[Excerpts from point annotation data]
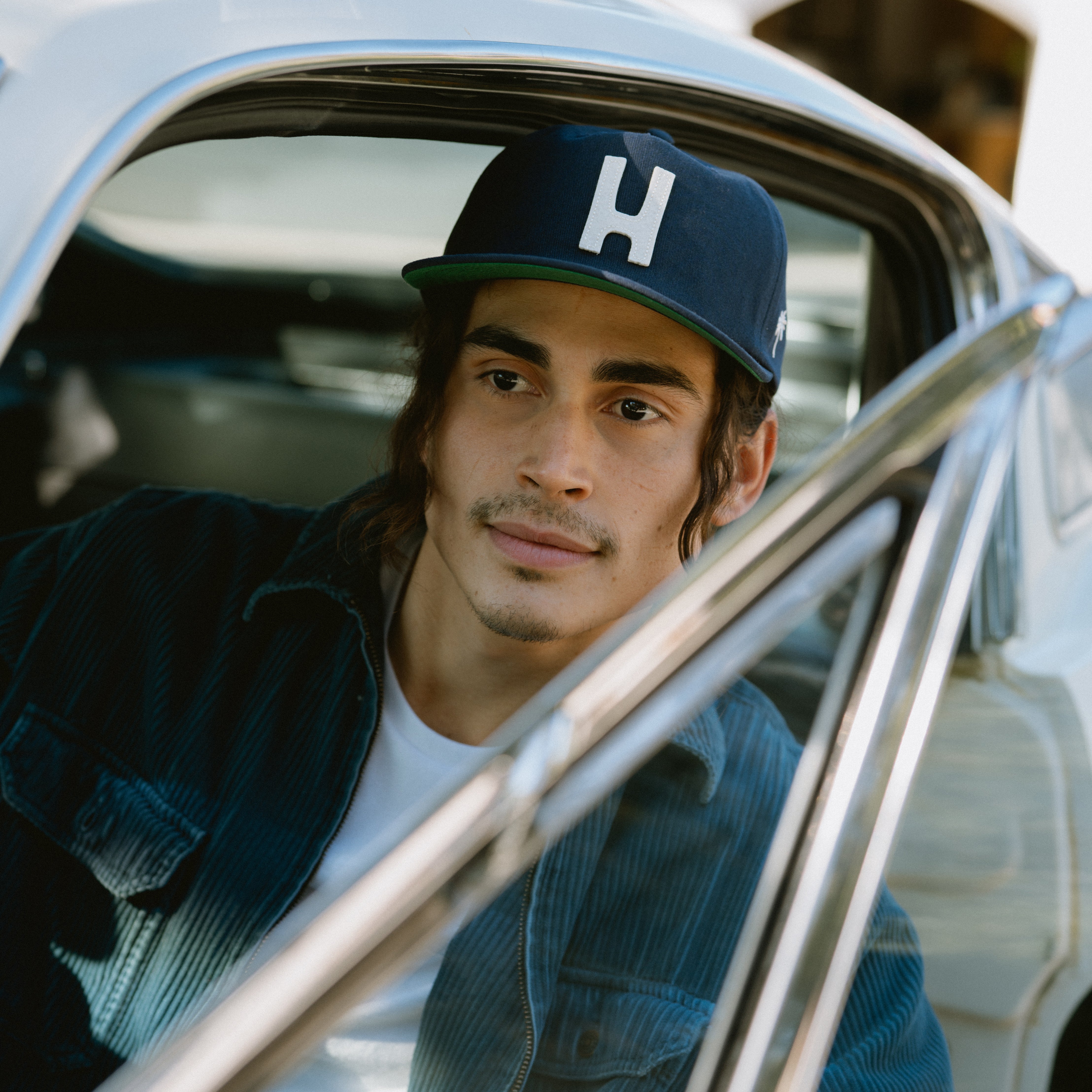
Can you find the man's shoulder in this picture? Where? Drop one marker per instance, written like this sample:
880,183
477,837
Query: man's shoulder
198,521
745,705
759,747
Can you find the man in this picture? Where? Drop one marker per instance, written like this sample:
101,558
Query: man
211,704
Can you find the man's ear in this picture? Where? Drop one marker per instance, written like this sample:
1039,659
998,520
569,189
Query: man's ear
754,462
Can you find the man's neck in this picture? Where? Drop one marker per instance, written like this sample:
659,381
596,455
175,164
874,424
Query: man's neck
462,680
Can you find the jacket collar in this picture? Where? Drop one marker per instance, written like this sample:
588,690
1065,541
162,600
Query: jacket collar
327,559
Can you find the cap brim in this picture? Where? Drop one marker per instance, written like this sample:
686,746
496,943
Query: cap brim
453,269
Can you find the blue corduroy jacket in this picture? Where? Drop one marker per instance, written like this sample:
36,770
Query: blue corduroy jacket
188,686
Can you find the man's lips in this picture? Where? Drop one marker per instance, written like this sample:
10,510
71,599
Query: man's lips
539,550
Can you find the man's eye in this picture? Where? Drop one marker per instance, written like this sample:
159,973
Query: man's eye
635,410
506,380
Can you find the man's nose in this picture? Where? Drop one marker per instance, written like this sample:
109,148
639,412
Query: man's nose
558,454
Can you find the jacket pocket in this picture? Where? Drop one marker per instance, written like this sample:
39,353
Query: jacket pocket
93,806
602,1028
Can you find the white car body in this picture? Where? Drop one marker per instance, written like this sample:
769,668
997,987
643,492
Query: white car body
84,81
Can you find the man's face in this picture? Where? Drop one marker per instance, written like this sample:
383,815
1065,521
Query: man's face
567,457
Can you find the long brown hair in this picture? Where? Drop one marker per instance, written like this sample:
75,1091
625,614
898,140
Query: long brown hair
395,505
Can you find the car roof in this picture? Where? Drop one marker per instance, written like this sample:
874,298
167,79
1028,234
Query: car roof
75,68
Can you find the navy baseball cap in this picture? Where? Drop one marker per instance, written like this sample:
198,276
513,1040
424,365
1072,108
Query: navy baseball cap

Exercise: Quote every line word for word and keep the images out of the copy.

Solution below:
Can you find the man's shoulder in this picture? Where? Drop one marker per instance, written like this sample:
880,183
477,837
Query: man's shoulder
198,521
745,705
759,747
Can you find the man in this picture? Where? Drop one marker per instance, written like this sample:
101,558
Query: man
211,704
Can you find the man's ear in this picture? Where? Drop one marker per instance, written like this sample:
1039,659
998,520
569,189
Query: man's ear
754,462
Can you find the man's neck in this picture? Where? Drop one marker per instance, written like this sample:
659,381
596,455
175,164
874,424
Query: man's neck
462,680
Can you find the jacket collar in this picture? Where? Drop one marker per instance, written like this sample:
588,690
1065,541
162,600
Query: jacket collar
327,559
Can you find the cap brim in this picture? Where? Drop one marker per instance, written like this sample:
686,746
496,943
Query: cap brim
453,269
Can you find the blue corduroy jacket in this picture? Where? Drop one marker per instance, written like this sample:
36,770
Query: blue corduroy jacket
188,686
Can you find the man's lips in this picture? Where? Drop one marker per instance, written like this sample:
10,510
71,599
Query: man's lips
539,550
Can you find the man's eye in this picture? Where? Drop one marker per instance, written like this sample:
159,973
Query: man's eye
635,410
506,380
Can you find the man's nose in this picture? Where? Drop one marker per instance, written like this sample:
109,148
639,412
Query: man's nose
558,454
Can you find the jacket pocket in this picture? Where? Drop one marker per instance, written like this sample:
39,353
Query: jacket pocket
93,806
602,1028
Can you find the white car body in this picture? Where? Drop one marker per instance, written like this sample:
769,668
997,987
643,492
Query: white car body
84,81
Can you find the man's face in this picture? Where? Drop one marker per instance, written like this sample:
383,815
1065,521
Query: man's face
567,457
Can you find the long brown hair in this picture? Where? Drop one marker per instance, written like this sample:
75,1091
625,614
898,140
Query: long brown hair
395,505
Can you find the car roof in this picture? Where? Drop one marker per instance, written like this sample:
874,298
167,79
1028,234
Query: car roof
75,68
Can you find the navy baseball cap in this picture? Where? Drop one marker per instance, written like this sample:
198,276
513,1040
424,365
1072,108
Query: navy baseball cap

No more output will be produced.